Supplied text
This is true even when the thinking behind a change is solid, is based on correct data, and is part of a well-thought-out strategy. The problem is not that all the changes are bad in theory – it’s that many changes come with inevitable trade-offs, and without testing, it’s impossible to tell whether multiple small downsides outweigh a single large upside or vice versa.

For example: who among us has carried out keyword research into the different ways people search for key content across a site section, determined that there is a form of words that has a better combination of volume vs competitiveness and made a recommendation to update keyword targeting across that site section?

Everyone. Every single SEO has done this. And there’s a good chance you’ve made things worse at least some of the time.

You see, we know that we are modelling the real world when we do this kind of research, and we know we have leaky abstractions in there. When we know that 20-25% of all the queries that Google sees are brand new and never-before-seen, we know that keyword research is never going to capture the whole picture. When we know that the long tail of rarely-searched-for variants adds up to more than the highly-competitive head keywords, we know that no data source is going to represent the whole truth.

So even if we execute the change perfectly we know that we are trading off performance across a certain set of keywords for better performance on a different set – but we don’t know which tail is longer, nor can we model competitiveness perfectly, and nor can we capture all the ways people might search tomorrow.

Without testing, we put it out there and hope. We imagine that we will see if it was a bad idea – because we’ll see the drop and roll it back. While that may be true if we manage a -27% variant (yes, we’ve seen this in the wild with a seemingly-sensible change), there is a lot going on with large sites and even a large drop in performance in a sub-section can be missed until months after the fact, at which point it’s hard to reverse engineer what the change was. The drop has already cost real money, the downside might be obscured by seasonality, and just figuring it all out can take large amounts of valuable analysis time. When the drop is 5%, are you still sure you’re going to catch it?

The input
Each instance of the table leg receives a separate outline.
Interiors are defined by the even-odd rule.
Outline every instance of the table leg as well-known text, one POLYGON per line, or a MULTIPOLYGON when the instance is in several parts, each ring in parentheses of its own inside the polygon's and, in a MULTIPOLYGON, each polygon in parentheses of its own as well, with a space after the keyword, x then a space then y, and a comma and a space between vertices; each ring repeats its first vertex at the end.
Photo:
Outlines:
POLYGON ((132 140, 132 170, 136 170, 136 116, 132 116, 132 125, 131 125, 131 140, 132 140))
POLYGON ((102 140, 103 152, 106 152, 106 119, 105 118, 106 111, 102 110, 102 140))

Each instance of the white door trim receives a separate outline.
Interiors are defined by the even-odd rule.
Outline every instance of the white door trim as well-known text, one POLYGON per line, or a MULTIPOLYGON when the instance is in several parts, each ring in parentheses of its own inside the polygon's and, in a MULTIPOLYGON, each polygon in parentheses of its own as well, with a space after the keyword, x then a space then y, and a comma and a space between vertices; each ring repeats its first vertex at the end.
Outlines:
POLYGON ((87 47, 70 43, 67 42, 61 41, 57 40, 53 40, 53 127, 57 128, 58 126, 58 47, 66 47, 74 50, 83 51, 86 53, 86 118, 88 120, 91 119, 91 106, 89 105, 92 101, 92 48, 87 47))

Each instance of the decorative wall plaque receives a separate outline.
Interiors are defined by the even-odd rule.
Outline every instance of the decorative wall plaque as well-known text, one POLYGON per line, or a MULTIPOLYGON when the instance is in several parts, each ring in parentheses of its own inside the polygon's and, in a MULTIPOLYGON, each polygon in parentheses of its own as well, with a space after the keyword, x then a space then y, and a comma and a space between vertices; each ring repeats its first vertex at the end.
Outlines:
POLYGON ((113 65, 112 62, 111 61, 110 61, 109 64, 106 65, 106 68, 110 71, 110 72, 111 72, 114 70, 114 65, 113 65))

Prompt A
Output the three outlining entries as a two-column CSV headed instruction and outlines, one row per entry, with each field in quotes and its line breaks replaced by spaces.
Prompt B
Write the next part of the passage on testing SEO changes, starting after its closing question.

Reply A
instruction,outlines
"Each instance of the table leg receives a separate outline. Interiors are defined by the even-odd rule. Outline every instance of the table leg as well-known text, one POLYGON per line, or a MULTIPOLYGON when the instance is in several parts, each ring in parentheses of its own inside the polygon's and, in a MULTIPOLYGON, each polygon in parentheses of its own as well, with a space after the keyword, x then a space then y, and a comma and a space between vertices; each ring repeats its first vertex at the end. Photo: Outlines:","POLYGON ((132 140, 132 170, 136 170, 136 116, 132 116, 132 125, 131 125, 131 140, 132 140)) POLYGON ((102 140, 103 152, 106 152, 106 119, 105 118, 106 111, 102 110, 102 140))"
"Each instance of the white door trim receives a separate outline. Interiors are defined by the even-odd rule. Outline every instance of the white door trim as well-known text, one POLYGON per line, or a MULTIPOLYGON when the instance is in several parts, each ring in parentheses of its own inside the polygon's and, in a MULTIPOLYGON, each polygon in parentheses of its own as well, with a space after the keyword, x then a space then y, and a comma and a space between vertices; each ring repeats its first vertex at the end. Outlines:","POLYGON ((87 47, 70 43, 67 42, 61 41, 57 40, 53 40, 53 127, 57 128, 58 126, 58 47, 66 47, 74 50, 83 51, 86 53, 86 118, 88 120, 91 119, 91 106, 89 105, 92 101, 92 48, 87 47))"
"Each instance of the decorative wall plaque receives a separate outline. Interiors are defined by the even-odd rule. Outline every instance of the decorative wall plaque as well-known text, one POLYGON per line, or a MULTIPOLYGON when the instance is in several parts, each ring in parentheses of its own inside the polygon's and, in a MULTIPOLYGON, each polygon in parentheses of its own as well, with a space after the keyword, x then a space then y, and a comma and a space between vertices; each ring repeats its first vertex at the end. Outlines:","POLYGON ((113 65, 112 62, 111 61, 110 61, 109 64, 106 65, 106 68, 110 71, 110 72, 111 72, 114 70, 114 65, 113 65))"

Reply B
And what if the change isn’t perfect?

The more black-box-like the Google algorithm becomes, the more we have no choice but to see how our ideas perform in the real world when tested against the actual competition. It’s quite possible that our “updated keyword targeting” version loses existing rankings but fails to gain the desired new ones.

Not only that, but rankings are only a part of the question (see: why you can’t judge SEO tests using only ranking data). A large part of PPC management involves testing advert variations to find versions with better clickthrough rates (CTR). What makes you think you can just rattle off a set of updated meta information that correctly weights ranking against CTR?

Our testing bets that you can’t. My colleague, Dominic Woodman discussed our ODN successes and failures at Inbound 2018, and highlighted just how easy it can be to dodge a bullet, if you’re testing SEO changes.

What I learned From Split Testing – Inbound 2018 Snippet from Distilled
We’re talking about small drops here though, right?

Well firstly, no. We have seen updated meta information that looked sensible and was based on real-world keyword data result in a -30% organic traffic drop.

But anyway, small drops can be even more dangerous. As I argued above, big drops are quite likely to be spotted and rolled back. But what about the little ones? If you miss those, are they really that damaging?

Our experience is that a lot of technical and on-page SEO work is all about marginal gains. Of course on large sites with major issues, you can see positive step-changes, but the reality of much of the work is that we are stringing together many small improvements to get significant year-over-year growth via the wonders of compounding.

And in just the same way that friction in financial compounding craters the expected gains (from this article of the effect of fees on investment returns):

If you’re rolling out a combination of small wins and small losses and not testing to understand which are which to roll back the losers, you are going to take a big hit on the compounded benefit, and may even find your traffic flatlining or even declining year over year.

You can’t eyeball this stuff – we are finding that it’s hard enough to tell apart small uplifts and small drops in the mix of noisy, seasonal data surrounded by competitors who are also changing things measured against a moving target of Google algorithm changes. So you need to be testing.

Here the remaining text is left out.